▶ [GIVEN TASK] Please find each line in the data below that contains the string "woman" and copy those lines out.

▶ [AVAILABLE DATA]
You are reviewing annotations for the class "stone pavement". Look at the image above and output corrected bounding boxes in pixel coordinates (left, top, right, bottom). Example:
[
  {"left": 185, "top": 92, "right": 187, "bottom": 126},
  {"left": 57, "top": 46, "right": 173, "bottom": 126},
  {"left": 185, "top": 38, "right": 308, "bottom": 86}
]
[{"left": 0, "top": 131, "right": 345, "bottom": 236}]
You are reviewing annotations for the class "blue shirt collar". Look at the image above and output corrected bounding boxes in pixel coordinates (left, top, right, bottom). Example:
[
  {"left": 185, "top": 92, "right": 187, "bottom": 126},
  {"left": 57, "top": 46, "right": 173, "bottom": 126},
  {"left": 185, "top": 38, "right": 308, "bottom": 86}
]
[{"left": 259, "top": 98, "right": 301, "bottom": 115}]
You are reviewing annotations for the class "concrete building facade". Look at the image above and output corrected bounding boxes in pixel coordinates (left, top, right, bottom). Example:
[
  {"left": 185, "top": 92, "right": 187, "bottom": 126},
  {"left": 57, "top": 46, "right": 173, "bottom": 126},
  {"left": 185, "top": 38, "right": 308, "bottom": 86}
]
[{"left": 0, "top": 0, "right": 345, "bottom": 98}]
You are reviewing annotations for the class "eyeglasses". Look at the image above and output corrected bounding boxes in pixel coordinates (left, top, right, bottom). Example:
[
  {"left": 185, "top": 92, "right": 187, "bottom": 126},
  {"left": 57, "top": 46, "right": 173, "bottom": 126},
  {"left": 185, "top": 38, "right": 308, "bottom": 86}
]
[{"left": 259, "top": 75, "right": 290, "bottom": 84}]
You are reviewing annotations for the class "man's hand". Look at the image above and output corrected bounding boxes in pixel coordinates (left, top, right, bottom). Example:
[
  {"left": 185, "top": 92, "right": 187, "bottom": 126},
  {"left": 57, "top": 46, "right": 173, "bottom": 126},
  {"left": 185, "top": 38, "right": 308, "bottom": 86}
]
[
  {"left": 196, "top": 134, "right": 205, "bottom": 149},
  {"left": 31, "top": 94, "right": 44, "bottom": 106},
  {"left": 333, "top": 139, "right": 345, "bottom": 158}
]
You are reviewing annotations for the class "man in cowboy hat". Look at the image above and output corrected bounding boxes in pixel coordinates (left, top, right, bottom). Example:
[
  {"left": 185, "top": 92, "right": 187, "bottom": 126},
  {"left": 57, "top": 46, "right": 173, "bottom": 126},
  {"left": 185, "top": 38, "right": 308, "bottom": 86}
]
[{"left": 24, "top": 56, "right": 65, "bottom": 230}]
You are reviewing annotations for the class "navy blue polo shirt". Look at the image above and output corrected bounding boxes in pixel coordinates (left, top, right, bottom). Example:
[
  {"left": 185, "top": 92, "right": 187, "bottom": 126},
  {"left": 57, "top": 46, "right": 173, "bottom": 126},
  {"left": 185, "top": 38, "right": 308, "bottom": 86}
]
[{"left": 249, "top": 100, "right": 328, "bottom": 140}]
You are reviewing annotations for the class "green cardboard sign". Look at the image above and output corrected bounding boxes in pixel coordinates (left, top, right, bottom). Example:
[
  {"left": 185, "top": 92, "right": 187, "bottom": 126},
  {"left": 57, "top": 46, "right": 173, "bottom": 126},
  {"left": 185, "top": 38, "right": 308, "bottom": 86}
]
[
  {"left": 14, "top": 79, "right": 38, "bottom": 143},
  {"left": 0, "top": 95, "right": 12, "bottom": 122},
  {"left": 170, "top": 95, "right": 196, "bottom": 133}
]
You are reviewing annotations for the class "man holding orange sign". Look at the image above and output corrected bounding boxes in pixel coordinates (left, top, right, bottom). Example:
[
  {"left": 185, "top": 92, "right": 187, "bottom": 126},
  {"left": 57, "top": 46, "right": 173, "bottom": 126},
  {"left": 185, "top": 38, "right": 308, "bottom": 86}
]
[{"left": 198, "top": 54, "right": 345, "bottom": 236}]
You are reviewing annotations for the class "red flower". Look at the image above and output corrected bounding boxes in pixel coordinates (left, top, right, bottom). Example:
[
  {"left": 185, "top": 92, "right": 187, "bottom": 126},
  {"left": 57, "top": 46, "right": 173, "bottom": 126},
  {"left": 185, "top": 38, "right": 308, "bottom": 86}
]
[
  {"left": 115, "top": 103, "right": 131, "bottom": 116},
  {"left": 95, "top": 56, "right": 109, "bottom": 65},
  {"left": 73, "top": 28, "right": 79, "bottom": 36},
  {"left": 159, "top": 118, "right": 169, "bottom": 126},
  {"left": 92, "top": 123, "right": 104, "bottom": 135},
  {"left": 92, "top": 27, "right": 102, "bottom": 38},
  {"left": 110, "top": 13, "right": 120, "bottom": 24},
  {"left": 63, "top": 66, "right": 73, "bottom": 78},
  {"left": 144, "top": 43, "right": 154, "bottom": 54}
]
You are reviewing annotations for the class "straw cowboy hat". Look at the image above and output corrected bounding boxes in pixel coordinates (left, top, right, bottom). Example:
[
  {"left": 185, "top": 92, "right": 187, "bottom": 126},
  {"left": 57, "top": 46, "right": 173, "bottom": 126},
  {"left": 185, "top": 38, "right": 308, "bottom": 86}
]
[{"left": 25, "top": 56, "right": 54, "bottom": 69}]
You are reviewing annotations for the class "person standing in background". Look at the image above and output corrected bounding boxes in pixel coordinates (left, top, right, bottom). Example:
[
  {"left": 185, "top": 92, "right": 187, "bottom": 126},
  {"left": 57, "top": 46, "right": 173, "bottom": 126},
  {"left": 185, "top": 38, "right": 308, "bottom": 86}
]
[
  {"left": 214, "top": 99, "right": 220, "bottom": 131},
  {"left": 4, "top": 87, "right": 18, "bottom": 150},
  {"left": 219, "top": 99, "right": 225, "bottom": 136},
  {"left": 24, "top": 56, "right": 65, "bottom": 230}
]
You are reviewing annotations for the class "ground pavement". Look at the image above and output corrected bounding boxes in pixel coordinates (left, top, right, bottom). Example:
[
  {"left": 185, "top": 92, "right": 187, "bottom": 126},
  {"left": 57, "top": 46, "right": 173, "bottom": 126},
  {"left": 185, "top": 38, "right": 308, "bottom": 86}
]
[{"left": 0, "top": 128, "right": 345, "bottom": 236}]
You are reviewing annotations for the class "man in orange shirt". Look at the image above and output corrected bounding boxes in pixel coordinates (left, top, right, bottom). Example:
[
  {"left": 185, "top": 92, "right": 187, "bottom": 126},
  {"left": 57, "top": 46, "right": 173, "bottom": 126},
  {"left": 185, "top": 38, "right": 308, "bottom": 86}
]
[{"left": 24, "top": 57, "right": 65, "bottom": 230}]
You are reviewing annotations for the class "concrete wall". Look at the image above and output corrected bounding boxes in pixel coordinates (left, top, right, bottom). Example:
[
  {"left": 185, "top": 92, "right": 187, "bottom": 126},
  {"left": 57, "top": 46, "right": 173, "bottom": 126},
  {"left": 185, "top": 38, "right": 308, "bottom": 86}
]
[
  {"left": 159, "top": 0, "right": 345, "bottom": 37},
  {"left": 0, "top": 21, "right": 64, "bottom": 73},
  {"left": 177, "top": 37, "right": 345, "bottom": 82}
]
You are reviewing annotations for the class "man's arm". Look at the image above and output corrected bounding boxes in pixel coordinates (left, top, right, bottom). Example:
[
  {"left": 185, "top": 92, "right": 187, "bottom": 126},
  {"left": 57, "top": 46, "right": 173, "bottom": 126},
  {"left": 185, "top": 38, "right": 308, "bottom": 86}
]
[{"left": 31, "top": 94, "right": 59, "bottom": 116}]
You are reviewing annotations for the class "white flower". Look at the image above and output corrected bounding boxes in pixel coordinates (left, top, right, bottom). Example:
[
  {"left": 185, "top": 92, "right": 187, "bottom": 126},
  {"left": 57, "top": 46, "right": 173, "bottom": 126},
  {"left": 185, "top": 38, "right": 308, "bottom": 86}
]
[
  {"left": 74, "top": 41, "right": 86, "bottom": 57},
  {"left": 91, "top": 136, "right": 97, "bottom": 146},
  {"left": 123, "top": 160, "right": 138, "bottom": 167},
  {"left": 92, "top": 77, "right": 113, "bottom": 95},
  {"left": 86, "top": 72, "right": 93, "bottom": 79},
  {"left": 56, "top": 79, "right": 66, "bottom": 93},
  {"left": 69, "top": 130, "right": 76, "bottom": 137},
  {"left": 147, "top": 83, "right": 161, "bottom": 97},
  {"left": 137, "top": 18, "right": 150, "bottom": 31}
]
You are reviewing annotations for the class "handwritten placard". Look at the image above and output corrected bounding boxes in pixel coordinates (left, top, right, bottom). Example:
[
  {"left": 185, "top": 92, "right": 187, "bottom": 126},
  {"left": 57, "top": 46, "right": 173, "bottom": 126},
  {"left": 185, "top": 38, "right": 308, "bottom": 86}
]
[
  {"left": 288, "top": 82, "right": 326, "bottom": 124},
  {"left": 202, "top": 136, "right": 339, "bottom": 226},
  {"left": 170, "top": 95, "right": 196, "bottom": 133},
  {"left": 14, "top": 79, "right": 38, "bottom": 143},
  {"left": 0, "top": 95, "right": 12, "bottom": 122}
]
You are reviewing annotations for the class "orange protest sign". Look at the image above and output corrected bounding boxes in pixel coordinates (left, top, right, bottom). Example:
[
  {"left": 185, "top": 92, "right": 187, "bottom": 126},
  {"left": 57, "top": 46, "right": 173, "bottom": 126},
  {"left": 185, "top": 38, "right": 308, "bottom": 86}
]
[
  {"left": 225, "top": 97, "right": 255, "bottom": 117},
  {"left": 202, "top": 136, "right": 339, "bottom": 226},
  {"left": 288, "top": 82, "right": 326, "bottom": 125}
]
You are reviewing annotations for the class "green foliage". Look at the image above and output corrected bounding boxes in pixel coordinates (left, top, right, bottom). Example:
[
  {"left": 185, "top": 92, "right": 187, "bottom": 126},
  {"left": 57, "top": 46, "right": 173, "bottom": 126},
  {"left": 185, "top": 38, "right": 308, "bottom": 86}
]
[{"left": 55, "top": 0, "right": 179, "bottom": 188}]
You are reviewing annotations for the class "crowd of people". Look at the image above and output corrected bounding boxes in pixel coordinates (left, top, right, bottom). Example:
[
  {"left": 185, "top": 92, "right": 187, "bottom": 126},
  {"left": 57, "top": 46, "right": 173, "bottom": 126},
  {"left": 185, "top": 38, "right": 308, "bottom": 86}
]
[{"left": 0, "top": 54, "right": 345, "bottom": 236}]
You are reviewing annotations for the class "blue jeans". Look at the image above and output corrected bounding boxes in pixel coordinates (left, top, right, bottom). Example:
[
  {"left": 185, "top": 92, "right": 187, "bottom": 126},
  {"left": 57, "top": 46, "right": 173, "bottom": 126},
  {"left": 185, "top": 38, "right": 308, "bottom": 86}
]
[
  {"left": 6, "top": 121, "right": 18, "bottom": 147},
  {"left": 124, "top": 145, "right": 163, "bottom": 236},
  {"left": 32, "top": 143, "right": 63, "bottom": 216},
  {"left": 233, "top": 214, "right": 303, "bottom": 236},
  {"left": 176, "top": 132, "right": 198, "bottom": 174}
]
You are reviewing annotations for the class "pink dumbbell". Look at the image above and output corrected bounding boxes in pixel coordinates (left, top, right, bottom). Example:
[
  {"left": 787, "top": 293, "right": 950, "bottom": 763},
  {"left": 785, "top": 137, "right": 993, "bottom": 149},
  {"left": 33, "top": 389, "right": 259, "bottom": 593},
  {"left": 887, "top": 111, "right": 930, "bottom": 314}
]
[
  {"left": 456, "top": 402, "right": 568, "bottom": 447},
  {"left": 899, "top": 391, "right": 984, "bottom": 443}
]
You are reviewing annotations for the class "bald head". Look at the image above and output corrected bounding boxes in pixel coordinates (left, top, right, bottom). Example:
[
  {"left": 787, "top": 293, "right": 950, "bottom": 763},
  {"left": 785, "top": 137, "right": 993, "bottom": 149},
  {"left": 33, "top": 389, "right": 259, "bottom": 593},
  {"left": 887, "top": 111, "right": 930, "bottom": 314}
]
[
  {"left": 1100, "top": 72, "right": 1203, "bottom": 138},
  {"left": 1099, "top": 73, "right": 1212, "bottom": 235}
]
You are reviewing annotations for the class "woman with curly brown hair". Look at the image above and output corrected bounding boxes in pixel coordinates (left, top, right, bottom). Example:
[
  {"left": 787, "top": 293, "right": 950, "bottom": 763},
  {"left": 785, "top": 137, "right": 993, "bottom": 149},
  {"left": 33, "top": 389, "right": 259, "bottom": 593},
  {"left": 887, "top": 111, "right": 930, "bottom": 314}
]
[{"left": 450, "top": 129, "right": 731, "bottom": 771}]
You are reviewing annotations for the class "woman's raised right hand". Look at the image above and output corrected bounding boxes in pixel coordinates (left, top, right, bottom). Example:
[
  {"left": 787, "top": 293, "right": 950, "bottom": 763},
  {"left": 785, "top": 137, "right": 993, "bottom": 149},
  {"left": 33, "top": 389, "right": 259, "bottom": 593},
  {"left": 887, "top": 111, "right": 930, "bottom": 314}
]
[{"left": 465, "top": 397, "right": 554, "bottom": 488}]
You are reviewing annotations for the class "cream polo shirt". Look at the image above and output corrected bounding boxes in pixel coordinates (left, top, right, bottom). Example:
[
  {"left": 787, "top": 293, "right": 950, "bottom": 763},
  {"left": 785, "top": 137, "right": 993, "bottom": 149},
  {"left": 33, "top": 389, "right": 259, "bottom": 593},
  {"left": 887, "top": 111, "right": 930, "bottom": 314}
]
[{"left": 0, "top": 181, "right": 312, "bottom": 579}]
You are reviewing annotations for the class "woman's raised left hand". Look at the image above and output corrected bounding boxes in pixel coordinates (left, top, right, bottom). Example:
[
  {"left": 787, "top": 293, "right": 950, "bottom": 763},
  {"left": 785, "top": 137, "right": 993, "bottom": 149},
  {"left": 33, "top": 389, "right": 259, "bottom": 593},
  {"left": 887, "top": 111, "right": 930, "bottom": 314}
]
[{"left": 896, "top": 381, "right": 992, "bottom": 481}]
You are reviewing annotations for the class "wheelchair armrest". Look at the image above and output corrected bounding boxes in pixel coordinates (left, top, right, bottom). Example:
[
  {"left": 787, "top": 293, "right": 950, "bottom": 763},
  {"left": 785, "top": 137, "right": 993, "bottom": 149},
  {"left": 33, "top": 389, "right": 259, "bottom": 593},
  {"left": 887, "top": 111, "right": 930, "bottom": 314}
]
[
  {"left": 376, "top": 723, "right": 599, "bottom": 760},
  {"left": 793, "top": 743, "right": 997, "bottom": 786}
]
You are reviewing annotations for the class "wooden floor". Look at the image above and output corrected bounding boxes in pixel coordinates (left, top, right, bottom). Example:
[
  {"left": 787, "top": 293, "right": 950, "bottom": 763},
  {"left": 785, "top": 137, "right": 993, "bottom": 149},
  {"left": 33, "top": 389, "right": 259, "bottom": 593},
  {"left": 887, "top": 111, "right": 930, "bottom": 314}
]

▶ [EXERCISE OUTPUT]
You are reviewing annotations for the class "woman with curly brown hair". Look at the image above and output corrected bounding boxes in pixel coordinates (left, top, right, bottom). Example:
You are reviewing annotations for the class "woman's raised right hand". Look at the image above and output corrected bounding boxes in pixel coordinates (left, top, right, bottom). Example:
You are reviewing annotations for the class "woman's raised left hand". Look at the image above and output corrected bounding boxes in pixel coordinates (left, top, right, bottom). Example:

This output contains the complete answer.